TEXT PASSAGE
***

The Biggest Mistake You're Making With Meal Prep

If your goal is to plan and create balanced meals all week long, learning how to efficiently meal prep will save you a lot of time and effort. But it's easy for people to get overwhelmed at the idea of cooking an entire working week's worth of meals in that last sliver of weekend that you have left. Luckily, we've got some advice from Lindsay Livingston, RD, who is a blogger at The Lean Green Bean, where she shares tips for Mastering Food Prep and other Food Prep Resources.

As Livingston told Food Republic, focusing on one meal can be a lot more manageable than trying to account for all of them at once. "Choose the meal you struggle with the most, whether it's finding time for breakfast on busy mornings, not having any healthy snacks on hand or wishing you had a packed lunch instead of having to eat out every day, and then focus your meal prep session on items that will make that time of day easier."

If you try to go meal by meal, for three meals plus snacks per day, you might run out of energy by the time you get through Monday. But batch cooking for breakfast, lunch, or dinner can help streamline things, whether that's making a pot of chili you can have for a few dinners and freeze the rest of, or baking a frittata for an easy savory breakfast.

***

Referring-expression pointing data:
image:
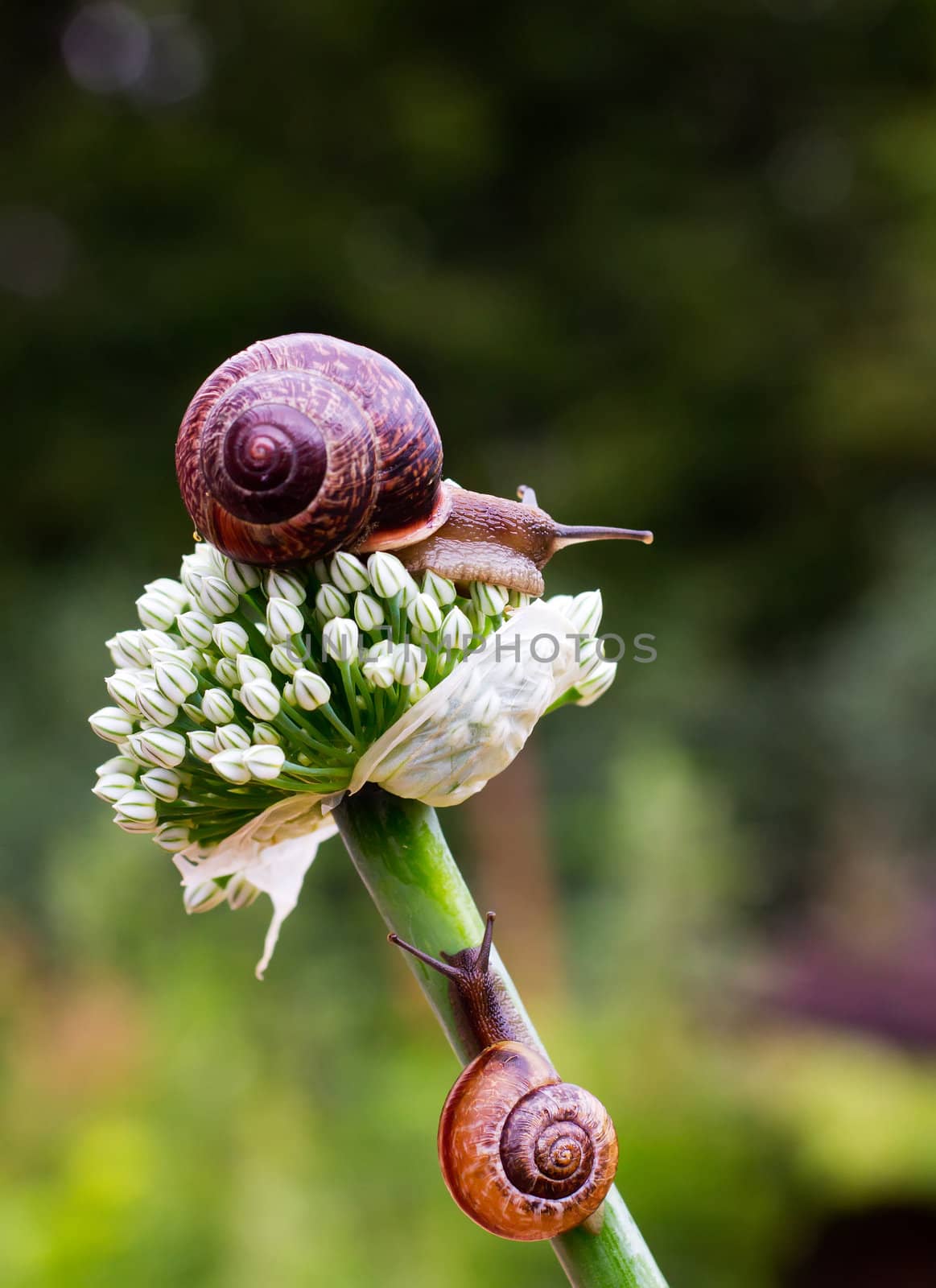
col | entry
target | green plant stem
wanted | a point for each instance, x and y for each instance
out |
(402, 857)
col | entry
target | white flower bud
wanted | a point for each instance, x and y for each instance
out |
(218, 706)
(111, 787)
(171, 590)
(408, 663)
(283, 620)
(379, 673)
(456, 629)
(111, 724)
(585, 612)
(175, 680)
(311, 691)
(491, 601)
(228, 764)
(163, 783)
(262, 699)
(137, 807)
(159, 747)
(231, 737)
(122, 688)
(331, 603)
(369, 612)
(283, 585)
(204, 745)
(388, 575)
(216, 598)
(264, 762)
(439, 588)
(118, 766)
(340, 639)
(156, 706)
(231, 638)
(130, 648)
(266, 736)
(195, 628)
(240, 892)
(286, 658)
(425, 613)
(250, 667)
(348, 573)
(418, 691)
(173, 837)
(202, 897)
(241, 577)
(154, 609)
(225, 673)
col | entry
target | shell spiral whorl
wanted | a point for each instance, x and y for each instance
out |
(524, 1154)
(300, 446)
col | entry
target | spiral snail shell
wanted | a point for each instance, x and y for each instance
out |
(307, 444)
(523, 1153)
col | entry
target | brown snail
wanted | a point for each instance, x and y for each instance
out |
(523, 1153)
(307, 444)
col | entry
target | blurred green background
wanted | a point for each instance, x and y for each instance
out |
(674, 263)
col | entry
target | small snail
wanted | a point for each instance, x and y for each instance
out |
(523, 1153)
(305, 444)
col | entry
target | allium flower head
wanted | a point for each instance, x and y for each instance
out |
(247, 702)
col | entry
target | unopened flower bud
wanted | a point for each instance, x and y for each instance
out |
(425, 613)
(159, 747)
(408, 663)
(175, 680)
(195, 628)
(111, 787)
(286, 658)
(161, 783)
(369, 612)
(204, 745)
(283, 585)
(439, 588)
(311, 691)
(266, 736)
(232, 737)
(340, 639)
(111, 724)
(156, 706)
(250, 667)
(348, 573)
(489, 599)
(218, 706)
(331, 602)
(264, 762)
(154, 609)
(456, 629)
(388, 575)
(241, 577)
(262, 699)
(173, 837)
(229, 766)
(283, 620)
(231, 638)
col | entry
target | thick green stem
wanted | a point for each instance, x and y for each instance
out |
(403, 860)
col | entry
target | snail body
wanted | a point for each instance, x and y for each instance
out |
(523, 1153)
(307, 444)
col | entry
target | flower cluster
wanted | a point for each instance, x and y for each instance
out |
(244, 687)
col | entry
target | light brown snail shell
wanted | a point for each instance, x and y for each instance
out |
(307, 444)
(523, 1153)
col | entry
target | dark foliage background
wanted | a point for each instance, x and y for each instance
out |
(674, 263)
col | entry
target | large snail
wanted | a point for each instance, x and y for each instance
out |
(307, 444)
(523, 1153)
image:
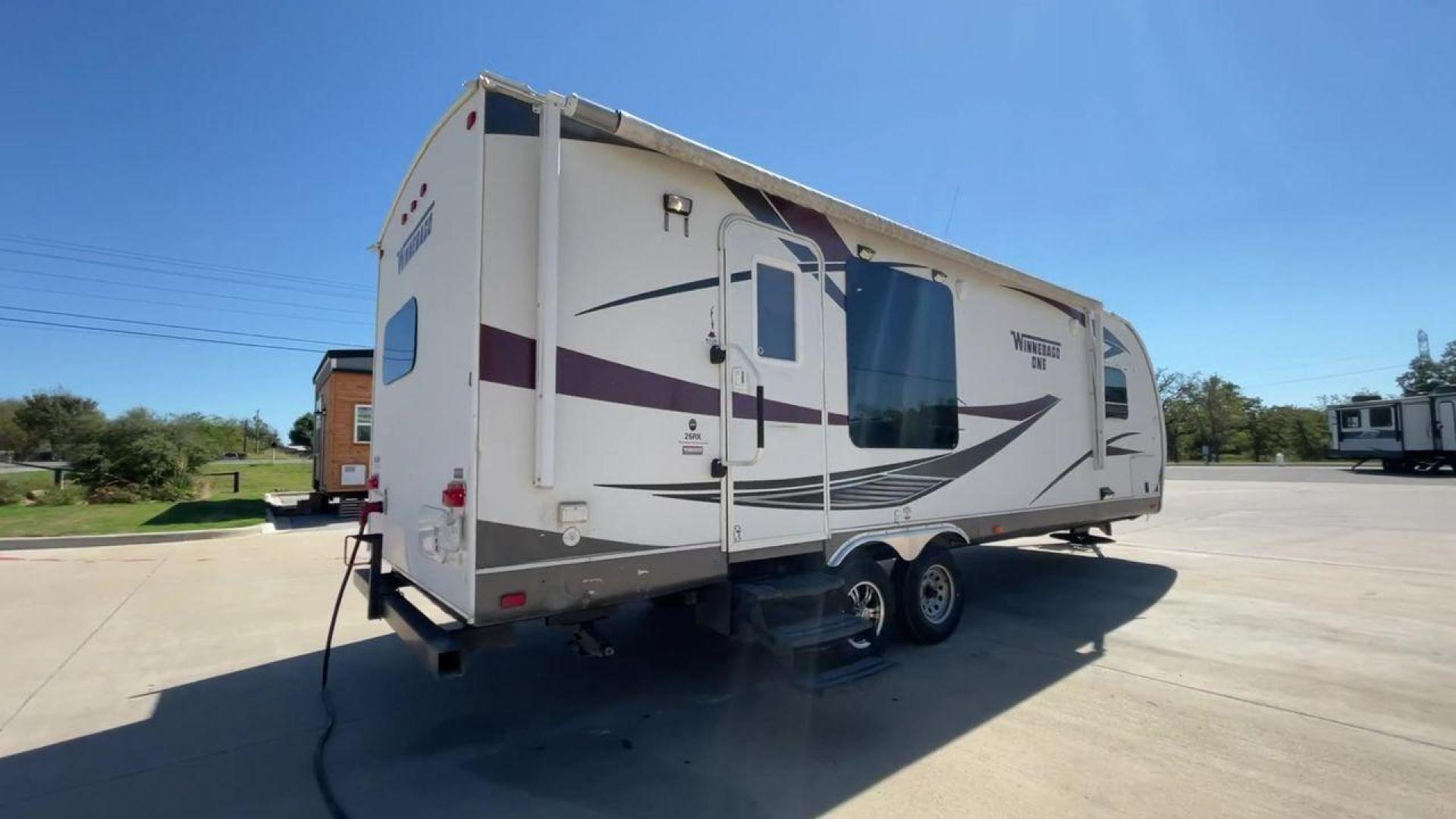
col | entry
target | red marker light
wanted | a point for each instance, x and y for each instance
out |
(453, 497)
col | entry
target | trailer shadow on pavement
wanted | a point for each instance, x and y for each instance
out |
(679, 723)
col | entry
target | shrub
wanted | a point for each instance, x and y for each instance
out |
(71, 494)
(117, 494)
(143, 453)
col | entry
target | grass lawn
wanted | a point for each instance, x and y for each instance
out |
(220, 509)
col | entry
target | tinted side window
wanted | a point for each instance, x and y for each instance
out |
(1382, 417)
(778, 335)
(400, 343)
(900, 337)
(1114, 392)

***

WHAT YOU HAVE TO DO
In the meal prep article, what is the name of the blog where Lindsay Livingston shares her tips?

RESPONSE AREA
The Lean Green Bean